Excerpt from a dataset
● ● ● ● ● ● ●
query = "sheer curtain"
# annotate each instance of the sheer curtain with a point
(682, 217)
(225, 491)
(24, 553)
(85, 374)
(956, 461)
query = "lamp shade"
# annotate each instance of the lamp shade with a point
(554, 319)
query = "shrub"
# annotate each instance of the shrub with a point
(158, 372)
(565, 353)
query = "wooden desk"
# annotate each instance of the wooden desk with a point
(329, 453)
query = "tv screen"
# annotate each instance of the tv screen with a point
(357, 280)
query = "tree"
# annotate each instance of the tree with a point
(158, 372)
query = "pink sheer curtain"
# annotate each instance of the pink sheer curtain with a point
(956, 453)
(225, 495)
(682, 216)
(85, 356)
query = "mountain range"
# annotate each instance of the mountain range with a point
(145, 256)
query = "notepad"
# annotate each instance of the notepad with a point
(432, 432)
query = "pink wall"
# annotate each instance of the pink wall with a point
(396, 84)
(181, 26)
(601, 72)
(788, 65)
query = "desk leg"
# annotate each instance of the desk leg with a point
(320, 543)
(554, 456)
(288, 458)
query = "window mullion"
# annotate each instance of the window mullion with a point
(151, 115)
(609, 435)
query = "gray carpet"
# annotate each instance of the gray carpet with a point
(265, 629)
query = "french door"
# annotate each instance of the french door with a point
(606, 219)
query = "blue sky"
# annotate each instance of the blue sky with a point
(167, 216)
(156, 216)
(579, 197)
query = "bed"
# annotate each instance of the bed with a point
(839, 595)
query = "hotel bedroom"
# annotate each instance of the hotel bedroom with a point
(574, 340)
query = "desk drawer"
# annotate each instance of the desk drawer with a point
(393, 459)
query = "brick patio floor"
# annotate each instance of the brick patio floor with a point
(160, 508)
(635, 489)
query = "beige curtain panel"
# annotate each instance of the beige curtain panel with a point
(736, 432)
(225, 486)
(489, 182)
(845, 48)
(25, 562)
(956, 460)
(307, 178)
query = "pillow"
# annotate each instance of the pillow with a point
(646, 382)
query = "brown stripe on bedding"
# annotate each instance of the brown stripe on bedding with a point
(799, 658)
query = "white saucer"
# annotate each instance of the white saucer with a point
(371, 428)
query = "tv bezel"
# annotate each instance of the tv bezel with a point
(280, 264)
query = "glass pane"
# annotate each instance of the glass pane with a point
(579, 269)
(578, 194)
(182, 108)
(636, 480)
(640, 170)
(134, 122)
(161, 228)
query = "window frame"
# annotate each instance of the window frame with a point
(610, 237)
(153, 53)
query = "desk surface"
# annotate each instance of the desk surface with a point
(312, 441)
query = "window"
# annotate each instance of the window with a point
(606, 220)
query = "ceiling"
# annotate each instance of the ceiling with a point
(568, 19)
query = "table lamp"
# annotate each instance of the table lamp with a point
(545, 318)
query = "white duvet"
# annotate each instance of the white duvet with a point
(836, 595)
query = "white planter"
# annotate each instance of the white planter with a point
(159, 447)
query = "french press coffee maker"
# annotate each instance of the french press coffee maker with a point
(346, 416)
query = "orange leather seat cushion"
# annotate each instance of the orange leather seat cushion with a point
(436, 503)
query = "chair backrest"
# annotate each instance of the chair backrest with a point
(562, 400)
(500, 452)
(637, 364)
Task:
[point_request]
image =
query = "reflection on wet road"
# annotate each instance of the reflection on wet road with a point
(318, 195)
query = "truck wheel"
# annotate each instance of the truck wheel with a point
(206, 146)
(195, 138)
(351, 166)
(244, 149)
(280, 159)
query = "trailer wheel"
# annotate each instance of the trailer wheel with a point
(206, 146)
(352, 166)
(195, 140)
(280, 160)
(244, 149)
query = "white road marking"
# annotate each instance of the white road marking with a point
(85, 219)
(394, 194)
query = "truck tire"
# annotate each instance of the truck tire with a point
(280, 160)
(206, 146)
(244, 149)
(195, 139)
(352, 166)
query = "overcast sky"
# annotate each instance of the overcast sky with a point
● ● ● ● ● ● ●
**What to produce**
Output the full listing without altering anything.

**Exercise result**
query = "sheer curtain"
# annotate each instance of the sheer curtain with a point
(682, 217)
(225, 491)
(24, 553)
(85, 374)
(956, 461)
query = "lamp shade"
# annotate each instance of the lamp shade with a point
(554, 319)
query = "shrub"
# annotate each instance of the shrub with a point
(158, 372)
(565, 353)
query = "wooden desk"
# annotate each instance of the wooden desk with a point
(329, 453)
query = "tv screen"
# annotate each instance of the tv screen with a point
(357, 280)
query = "tree"
# annotate each instance of the tree with a point
(158, 372)
query = "pink sheer curtain"
# annotate each instance of the pink sheer curtain with a point
(956, 453)
(225, 495)
(682, 216)
(85, 356)
query = "mountain range"
# annotate each instance of the mountain range with a point
(145, 256)
query = "notepad"
# annotate each instance of the notepad with a point
(432, 432)
query = "pink wall"
# annotate each instance of the pink wall with a point
(396, 84)
(181, 26)
(601, 72)
(788, 65)
query = "desk leg"
# annotate each instance of the desk leg with a point
(320, 543)
(554, 456)
(288, 458)
query = "window mullion"
# annotate each instance of the window mullion with a point
(151, 115)
(609, 435)
query = "gray carpet"
# annotate each instance of the gray carpet with a point
(265, 629)
query = "french door"
# annotate each instance of the french door with a point
(606, 219)
query = "blue sky"
# annotate each instance of the blue sky with a point
(167, 216)
(156, 216)
(579, 197)
query = "bed"
# annotate each instance of the bed with a point
(839, 595)
query = "hotel bedroom"
# annotate each instance of the hotel bedroom with a point
(574, 340)
query = "desk drawer"
# annotate each instance of the desk drawer with a point
(393, 459)
query = "brick patio floor"
# annotate each instance of the brick patio floor with a point
(160, 508)
(635, 489)
query = "beige curtain panel"
# annotate each instance of the beige curtain panel with a point
(736, 432)
(225, 486)
(489, 182)
(845, 48)
(25, 562)
(956, 460)
(307, 178)
query = "pillow"
# annotate each instance of the pillow with a point
(646, 382)
query = "brown stripe on bedding"
# annotate each instance of the brown stripe on bedding with a point
(799, 658)
query = "white saucer"
# annotate each instance of the white saucer with a point
(371, 428)
query = "tv bezel"
# annotate each instance of the tv bezel with a point
(280, 264)
query = "glass pane"
# annotate each instance of the glass pane with a point
(579, 269)
(578, 194)
(182, 108)
(636, 480)
(640, 170)
(134, 122)
(161, 228)
query = "window frame"
# annotate each instance of the window frame with a point
(610, 237)
(153, 53)
query = "desk surface"
# annotate each instance of the desk surface with a point
(312, 441)
query = "window"
# annotate each instance of the window with a point
(606, 220)
query = "ceiling"
# annotate each instance of the ceiling with a point
(568, 19)
query = "table lamp"
# annotate each instance of the table lamp with a point
(545, 318)
query = "white duvet"
# annotate each instance of the white duvet with a point
(836, 595)
query = "white planter"
# annotate each instance of the white planter with a point
(159, 447)
query = "french press coffee maker"
# annotate each instance of the french press coffee maker with a point
(346, 416)
query = "orange leather seat cushion"
# annotate each instance of the orange leather seat cushion with a point
(436, 503)
query = "chair backrest"
# annotate each instance of the chair backrest with a point
(562, 400)
(500, 452)
(637, 364)
Task:
[point_request]
image =
query = "reflection on wet road"
# annotate each instance of the reflection on wet road with a point
(318, 195)
query = "truck wheel"
# annotate each instance of the truck wheel with a point
(206, 146)
(195, 138)
(351, 166)
(244, 149)
(280, 159)
query = "trailer wheel"
# annotate each instance of the trailer wheel with a point
(206, 146)
(352, 166)
(195, 140)
(280, 160)
(244, 149)
query = "white road marking"
# annotate each instance of the white road marking with a point
(85, 219)
(394, 194)
query = "truck tire"
# annotate each instance of the truck tire with a point
(280, 160)
(206, 146)
(244, 149)
(195, 139)
(352, 166)
query = "overcast sky"
# annotate each instance of the overcast sky with a point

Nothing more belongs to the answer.